## JOB
Take the line containing "Expected: one point per instance of the brick building, each" and every line after it in the data below, and print them exactly as given, with nothing else.
○ ○ ○
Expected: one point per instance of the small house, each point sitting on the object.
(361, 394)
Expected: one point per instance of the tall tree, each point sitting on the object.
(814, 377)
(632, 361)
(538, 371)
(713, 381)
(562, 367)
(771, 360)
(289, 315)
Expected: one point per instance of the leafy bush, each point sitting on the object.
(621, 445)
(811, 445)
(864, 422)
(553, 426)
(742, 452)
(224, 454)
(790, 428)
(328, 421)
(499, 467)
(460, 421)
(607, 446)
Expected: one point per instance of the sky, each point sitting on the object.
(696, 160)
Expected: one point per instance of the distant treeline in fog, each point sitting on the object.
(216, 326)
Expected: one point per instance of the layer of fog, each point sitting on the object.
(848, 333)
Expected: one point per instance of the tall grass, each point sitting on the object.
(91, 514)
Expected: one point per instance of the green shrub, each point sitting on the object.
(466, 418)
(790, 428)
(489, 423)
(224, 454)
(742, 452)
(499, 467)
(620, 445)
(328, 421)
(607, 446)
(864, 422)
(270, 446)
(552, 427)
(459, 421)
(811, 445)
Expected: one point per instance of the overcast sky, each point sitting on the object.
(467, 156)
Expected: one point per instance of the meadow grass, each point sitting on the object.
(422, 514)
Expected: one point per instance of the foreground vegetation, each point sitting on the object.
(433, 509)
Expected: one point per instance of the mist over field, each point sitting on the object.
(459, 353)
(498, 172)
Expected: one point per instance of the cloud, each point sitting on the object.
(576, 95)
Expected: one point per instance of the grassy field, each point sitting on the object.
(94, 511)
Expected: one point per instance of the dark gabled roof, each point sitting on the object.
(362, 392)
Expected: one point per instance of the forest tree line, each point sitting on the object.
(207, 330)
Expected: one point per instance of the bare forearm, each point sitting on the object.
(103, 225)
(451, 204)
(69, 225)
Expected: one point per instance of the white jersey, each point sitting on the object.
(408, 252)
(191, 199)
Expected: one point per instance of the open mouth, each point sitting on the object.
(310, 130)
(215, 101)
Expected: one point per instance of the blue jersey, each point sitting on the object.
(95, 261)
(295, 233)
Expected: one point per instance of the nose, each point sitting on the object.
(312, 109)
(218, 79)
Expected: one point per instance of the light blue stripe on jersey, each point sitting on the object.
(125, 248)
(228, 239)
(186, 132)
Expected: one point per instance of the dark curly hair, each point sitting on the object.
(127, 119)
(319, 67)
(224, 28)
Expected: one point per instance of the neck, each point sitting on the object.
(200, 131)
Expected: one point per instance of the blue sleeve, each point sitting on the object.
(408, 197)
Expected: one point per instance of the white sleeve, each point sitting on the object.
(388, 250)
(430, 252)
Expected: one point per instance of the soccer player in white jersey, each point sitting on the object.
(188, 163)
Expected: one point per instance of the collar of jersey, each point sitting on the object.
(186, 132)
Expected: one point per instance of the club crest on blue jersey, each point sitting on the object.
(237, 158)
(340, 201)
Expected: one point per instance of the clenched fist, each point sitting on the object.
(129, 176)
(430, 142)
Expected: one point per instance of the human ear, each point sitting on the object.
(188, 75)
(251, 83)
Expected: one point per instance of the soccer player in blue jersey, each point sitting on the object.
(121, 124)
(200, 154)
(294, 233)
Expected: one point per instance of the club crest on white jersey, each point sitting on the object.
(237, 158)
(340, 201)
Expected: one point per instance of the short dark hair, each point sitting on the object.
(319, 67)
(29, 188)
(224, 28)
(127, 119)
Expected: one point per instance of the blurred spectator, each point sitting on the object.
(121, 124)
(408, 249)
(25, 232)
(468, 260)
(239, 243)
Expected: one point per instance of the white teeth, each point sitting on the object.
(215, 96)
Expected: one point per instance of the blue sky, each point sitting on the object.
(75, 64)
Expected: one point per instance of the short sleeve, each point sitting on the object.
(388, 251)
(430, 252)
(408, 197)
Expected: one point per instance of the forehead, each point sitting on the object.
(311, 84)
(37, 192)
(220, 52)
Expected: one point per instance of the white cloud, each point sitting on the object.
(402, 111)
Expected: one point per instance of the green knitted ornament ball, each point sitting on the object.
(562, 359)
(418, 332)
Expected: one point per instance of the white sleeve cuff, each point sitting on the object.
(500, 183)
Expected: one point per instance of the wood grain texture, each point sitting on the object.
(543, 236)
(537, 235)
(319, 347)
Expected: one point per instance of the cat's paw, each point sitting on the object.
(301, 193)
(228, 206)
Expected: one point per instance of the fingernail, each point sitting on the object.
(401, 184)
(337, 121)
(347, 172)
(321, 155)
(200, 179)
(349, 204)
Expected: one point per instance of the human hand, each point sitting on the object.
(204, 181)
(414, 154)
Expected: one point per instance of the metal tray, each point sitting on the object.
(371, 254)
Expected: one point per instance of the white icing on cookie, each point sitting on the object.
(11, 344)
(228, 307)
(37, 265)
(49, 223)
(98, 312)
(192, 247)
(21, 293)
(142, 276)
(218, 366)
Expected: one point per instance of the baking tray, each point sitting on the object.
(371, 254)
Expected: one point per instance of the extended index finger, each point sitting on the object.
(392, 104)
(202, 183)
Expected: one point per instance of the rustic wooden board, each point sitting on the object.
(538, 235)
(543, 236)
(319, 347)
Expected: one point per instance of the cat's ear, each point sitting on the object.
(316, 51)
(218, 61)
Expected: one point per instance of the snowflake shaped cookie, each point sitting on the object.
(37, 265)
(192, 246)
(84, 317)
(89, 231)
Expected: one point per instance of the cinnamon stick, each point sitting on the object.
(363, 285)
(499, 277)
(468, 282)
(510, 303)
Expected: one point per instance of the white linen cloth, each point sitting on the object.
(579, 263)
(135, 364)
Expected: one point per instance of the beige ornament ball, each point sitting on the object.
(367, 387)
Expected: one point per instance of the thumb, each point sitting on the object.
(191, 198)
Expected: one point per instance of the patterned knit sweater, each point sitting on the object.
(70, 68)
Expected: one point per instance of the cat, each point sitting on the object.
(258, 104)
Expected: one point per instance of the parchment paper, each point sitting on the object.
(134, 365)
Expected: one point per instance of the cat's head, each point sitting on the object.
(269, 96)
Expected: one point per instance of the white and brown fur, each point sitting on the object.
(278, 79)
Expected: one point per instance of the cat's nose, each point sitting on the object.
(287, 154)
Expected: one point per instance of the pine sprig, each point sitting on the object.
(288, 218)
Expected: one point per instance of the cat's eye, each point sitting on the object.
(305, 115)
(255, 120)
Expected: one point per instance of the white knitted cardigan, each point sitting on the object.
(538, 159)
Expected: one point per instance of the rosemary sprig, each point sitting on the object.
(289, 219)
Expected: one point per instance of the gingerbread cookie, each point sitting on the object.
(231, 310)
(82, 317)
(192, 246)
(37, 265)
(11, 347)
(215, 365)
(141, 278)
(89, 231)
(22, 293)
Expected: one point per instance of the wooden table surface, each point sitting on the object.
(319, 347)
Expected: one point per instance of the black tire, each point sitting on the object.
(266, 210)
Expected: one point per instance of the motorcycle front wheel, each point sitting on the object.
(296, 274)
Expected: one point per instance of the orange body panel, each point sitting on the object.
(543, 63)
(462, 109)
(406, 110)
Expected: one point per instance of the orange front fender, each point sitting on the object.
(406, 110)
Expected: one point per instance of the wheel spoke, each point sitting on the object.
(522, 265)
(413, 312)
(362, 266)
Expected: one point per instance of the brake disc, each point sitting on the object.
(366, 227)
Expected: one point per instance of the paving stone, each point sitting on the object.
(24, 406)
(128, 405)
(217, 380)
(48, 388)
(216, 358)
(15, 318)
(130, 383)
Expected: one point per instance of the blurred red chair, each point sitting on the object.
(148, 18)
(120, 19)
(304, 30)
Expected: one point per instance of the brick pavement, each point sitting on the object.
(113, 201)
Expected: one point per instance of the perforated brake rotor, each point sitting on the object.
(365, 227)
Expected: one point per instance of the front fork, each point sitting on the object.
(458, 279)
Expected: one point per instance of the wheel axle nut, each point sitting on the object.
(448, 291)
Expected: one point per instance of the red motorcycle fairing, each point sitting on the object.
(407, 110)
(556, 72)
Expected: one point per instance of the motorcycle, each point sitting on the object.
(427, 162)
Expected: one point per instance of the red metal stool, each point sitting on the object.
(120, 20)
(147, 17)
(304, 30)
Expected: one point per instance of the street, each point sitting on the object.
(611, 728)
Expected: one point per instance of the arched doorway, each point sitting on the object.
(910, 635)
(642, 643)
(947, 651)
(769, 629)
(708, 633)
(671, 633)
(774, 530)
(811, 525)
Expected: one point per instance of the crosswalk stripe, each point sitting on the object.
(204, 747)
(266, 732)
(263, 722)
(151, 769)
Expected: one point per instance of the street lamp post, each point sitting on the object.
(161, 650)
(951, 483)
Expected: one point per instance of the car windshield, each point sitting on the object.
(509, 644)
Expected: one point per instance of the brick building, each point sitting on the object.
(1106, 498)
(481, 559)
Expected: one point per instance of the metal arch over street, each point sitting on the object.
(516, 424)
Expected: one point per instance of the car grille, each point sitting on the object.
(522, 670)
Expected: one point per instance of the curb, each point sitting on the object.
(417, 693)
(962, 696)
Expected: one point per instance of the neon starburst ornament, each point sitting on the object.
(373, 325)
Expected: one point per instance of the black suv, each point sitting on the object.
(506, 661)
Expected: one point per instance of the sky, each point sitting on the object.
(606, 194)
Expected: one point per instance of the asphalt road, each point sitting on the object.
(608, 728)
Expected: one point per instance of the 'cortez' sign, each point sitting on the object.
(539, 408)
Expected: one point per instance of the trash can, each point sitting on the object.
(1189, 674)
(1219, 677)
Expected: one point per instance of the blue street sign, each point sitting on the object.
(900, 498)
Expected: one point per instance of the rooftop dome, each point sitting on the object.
○ ○ ○
## RESPONSE FOR THIS EXERCISE
Expected: one point per instance of the brick building, each point sitting on the object.
(1106, 498)
(481, 559)
Expected: one point per instance of the metal arch over street, each point sitting on the object.
(516, 424)
Expected: one point per instance of the car grille, each point sitting on the object.
(522, 670)
Expected: one point per instance of the curb, each point sitting on the object.
(417, 693)
(962, 696)
Expected: one point per instance of the neon starburst ornament, each point sitting on the object.
(373, 325)
Expected: one point per instance of the black suv, each point sitting on the object.
(506, 661)
Expected: one point per instance of the sky, each point sitting on the object.
(606, 194)
Expected: one point per instance of the asphalt road, each point sitting on the object.
(608, 728)
Expected: one point per instance of the 'cortez' sign, each point sitting on the object.
(539, 408)
Expected: one point per instance of the trash can, each point sitting on the object.
(1189, 674)
(1219, 677)
Expected: one point per instance of the blue street sign, each point sitting on the object.
(900, 498)
Expected: one point per instance of the rooftop dome, each point sitting on the object.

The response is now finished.